──────── MATERIAL FOR THIS EXERCISE ────────

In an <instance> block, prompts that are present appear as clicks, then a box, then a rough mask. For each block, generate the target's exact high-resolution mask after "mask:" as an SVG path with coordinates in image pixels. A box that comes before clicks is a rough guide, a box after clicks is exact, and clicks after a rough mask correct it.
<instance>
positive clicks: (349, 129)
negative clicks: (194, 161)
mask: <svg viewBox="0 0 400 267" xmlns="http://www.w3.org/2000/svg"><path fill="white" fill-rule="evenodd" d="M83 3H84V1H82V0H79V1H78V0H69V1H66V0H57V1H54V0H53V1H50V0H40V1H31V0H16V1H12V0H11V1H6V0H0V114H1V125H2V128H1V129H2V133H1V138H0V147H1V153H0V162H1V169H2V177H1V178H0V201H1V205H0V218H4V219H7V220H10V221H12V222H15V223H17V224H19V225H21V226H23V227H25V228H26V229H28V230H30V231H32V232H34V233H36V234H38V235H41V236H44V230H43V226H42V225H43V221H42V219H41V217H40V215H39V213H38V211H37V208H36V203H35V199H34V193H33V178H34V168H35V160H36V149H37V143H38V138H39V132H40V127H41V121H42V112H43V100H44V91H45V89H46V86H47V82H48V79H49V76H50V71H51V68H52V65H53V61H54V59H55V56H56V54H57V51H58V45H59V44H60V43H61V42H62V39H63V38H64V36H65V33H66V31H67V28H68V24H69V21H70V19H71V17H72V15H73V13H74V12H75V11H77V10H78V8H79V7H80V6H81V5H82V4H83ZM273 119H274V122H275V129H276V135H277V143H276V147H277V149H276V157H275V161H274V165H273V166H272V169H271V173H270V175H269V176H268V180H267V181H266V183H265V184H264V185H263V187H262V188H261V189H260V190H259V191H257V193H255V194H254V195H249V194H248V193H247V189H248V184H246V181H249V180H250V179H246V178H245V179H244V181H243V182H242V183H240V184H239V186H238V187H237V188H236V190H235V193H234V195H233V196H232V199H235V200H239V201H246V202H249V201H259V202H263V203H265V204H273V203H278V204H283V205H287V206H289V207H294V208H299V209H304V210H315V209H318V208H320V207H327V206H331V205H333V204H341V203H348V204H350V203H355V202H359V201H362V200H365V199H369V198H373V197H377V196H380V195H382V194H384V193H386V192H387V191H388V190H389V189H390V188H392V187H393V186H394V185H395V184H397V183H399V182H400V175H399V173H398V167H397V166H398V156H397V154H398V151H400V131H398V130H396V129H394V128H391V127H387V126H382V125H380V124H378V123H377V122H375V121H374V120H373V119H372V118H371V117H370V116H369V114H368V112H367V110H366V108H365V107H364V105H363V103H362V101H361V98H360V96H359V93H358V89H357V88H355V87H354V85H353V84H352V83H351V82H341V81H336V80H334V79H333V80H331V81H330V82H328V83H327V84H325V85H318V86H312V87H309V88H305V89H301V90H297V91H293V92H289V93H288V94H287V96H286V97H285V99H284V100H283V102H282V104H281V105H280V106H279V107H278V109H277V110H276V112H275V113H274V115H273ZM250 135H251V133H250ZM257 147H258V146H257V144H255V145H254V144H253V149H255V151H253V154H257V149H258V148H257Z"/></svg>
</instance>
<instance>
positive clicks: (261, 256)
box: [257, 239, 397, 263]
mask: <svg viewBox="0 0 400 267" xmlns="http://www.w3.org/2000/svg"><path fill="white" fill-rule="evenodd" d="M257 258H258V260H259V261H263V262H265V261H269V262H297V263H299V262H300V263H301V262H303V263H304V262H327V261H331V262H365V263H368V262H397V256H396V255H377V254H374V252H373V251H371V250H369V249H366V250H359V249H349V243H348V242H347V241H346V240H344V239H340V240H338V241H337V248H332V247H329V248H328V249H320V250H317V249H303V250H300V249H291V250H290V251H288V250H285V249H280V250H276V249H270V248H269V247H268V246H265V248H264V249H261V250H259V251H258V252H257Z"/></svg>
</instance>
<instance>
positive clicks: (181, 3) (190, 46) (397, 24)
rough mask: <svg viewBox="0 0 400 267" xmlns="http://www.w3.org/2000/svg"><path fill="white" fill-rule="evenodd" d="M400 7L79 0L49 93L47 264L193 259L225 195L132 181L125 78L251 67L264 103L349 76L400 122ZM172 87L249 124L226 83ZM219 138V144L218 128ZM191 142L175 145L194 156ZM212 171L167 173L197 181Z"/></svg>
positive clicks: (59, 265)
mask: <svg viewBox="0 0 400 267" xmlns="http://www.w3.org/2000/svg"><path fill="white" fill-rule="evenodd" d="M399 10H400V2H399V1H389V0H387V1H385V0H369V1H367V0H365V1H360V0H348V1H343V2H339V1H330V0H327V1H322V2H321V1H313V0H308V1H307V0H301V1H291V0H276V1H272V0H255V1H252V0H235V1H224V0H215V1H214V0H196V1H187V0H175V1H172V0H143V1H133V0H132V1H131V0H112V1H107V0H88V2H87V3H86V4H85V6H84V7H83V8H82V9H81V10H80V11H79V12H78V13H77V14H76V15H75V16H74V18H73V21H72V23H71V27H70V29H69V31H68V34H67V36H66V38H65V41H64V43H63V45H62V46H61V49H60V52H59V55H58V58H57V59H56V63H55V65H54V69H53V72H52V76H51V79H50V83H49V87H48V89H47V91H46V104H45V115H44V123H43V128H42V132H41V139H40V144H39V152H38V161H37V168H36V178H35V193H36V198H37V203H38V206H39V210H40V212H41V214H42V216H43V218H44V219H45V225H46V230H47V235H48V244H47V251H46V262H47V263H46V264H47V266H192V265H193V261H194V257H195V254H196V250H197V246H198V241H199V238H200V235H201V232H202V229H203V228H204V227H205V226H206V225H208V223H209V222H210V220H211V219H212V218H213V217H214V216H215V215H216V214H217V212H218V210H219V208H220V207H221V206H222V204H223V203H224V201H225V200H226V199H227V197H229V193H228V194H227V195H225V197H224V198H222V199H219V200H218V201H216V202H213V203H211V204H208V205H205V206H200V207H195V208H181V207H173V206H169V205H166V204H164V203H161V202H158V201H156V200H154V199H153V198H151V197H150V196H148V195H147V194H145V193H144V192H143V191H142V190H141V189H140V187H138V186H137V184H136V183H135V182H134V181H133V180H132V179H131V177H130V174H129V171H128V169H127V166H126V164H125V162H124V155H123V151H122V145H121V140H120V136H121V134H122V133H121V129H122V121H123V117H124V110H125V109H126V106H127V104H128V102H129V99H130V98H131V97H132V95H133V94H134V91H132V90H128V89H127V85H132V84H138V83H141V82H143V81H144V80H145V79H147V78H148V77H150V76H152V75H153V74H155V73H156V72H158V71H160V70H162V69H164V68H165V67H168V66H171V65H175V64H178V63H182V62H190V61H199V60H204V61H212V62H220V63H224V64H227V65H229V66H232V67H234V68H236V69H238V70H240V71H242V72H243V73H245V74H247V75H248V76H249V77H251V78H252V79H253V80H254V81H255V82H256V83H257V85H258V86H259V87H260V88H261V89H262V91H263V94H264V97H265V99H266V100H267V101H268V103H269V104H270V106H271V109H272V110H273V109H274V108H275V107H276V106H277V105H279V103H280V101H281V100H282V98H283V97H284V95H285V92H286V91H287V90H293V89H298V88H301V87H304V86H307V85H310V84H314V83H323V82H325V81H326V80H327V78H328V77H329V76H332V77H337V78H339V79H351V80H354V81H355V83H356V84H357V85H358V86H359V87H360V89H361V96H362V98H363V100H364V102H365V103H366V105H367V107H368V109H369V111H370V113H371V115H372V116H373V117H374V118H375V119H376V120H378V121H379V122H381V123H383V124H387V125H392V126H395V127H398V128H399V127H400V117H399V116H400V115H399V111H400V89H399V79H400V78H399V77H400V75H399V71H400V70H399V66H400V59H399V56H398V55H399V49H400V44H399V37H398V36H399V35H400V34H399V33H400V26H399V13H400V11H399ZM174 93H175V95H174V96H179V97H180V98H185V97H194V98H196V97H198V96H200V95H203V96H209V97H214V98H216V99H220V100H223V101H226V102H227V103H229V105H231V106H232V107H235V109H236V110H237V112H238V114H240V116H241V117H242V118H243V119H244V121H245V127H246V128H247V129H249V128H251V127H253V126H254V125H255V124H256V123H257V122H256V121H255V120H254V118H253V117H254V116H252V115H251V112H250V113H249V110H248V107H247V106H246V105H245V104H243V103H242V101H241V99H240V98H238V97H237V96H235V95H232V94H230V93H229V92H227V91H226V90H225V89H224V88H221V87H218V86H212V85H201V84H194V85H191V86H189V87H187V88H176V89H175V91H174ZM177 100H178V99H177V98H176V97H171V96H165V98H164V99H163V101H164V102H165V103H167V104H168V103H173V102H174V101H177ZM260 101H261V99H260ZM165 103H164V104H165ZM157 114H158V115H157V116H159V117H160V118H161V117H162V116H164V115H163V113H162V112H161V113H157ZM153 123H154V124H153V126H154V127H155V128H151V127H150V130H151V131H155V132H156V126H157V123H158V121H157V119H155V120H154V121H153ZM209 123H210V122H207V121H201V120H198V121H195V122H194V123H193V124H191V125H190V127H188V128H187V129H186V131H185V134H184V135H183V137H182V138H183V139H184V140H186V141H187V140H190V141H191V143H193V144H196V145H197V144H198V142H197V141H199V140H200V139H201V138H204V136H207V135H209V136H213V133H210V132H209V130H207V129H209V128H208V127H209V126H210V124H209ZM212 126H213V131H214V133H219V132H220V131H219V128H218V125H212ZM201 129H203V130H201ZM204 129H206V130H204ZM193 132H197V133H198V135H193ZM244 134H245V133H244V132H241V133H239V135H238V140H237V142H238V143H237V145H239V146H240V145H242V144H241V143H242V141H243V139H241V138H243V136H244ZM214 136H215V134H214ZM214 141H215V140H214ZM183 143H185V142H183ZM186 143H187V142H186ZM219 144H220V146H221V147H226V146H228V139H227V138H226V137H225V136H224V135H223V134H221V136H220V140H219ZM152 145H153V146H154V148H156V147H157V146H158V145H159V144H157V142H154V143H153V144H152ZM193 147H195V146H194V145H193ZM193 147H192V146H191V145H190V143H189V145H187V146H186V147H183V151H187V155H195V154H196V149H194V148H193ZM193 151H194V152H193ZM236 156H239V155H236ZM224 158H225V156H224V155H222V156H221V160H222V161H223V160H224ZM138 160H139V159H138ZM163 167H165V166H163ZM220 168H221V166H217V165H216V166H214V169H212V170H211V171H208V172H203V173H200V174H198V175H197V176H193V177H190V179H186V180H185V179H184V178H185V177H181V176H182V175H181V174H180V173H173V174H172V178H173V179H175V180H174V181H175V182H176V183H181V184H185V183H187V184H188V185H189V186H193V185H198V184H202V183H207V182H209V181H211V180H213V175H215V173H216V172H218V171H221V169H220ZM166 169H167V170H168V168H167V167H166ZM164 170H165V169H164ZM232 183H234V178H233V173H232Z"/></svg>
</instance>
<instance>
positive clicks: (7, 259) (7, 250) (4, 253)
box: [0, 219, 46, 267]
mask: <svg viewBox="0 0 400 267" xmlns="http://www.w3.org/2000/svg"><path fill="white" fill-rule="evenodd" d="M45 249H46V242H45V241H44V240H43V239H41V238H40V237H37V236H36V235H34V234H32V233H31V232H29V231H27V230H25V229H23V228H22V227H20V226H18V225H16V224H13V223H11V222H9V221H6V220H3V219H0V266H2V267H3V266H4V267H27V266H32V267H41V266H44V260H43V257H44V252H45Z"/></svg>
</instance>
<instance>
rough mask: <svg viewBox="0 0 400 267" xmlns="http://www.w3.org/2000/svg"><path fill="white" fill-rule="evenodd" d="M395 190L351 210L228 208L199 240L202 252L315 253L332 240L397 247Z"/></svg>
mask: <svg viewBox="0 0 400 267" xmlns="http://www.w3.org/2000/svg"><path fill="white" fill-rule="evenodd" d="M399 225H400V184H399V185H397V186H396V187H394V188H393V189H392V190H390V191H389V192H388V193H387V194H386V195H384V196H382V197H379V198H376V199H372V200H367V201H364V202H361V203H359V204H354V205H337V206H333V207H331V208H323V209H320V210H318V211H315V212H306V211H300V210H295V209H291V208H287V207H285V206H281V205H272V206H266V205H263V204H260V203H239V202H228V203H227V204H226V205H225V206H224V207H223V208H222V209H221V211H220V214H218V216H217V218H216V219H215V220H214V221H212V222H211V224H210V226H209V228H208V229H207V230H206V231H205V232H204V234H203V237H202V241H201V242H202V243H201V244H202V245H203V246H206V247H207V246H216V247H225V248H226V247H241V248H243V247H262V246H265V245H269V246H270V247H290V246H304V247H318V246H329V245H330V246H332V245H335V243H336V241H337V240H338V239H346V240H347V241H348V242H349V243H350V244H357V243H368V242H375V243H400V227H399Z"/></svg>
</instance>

────────

Restate the data word for word. Begin at its first line, end at the line that contains "positive clicks: (349, 129)", and include both.

## EXERCISE RESPONSE
In an <instance> block, prompts that are present appear as clicks, then a box, then a rough mask. For each block, generate the target's exact high-resolution mask after "mask:" as an SVG path with coordinates in image pixels. A box that comes before clicks is a rough guide, a box after clicks is exact, and clicks after a rough mask correct it.
<instance>
positive clicks: (349, 129)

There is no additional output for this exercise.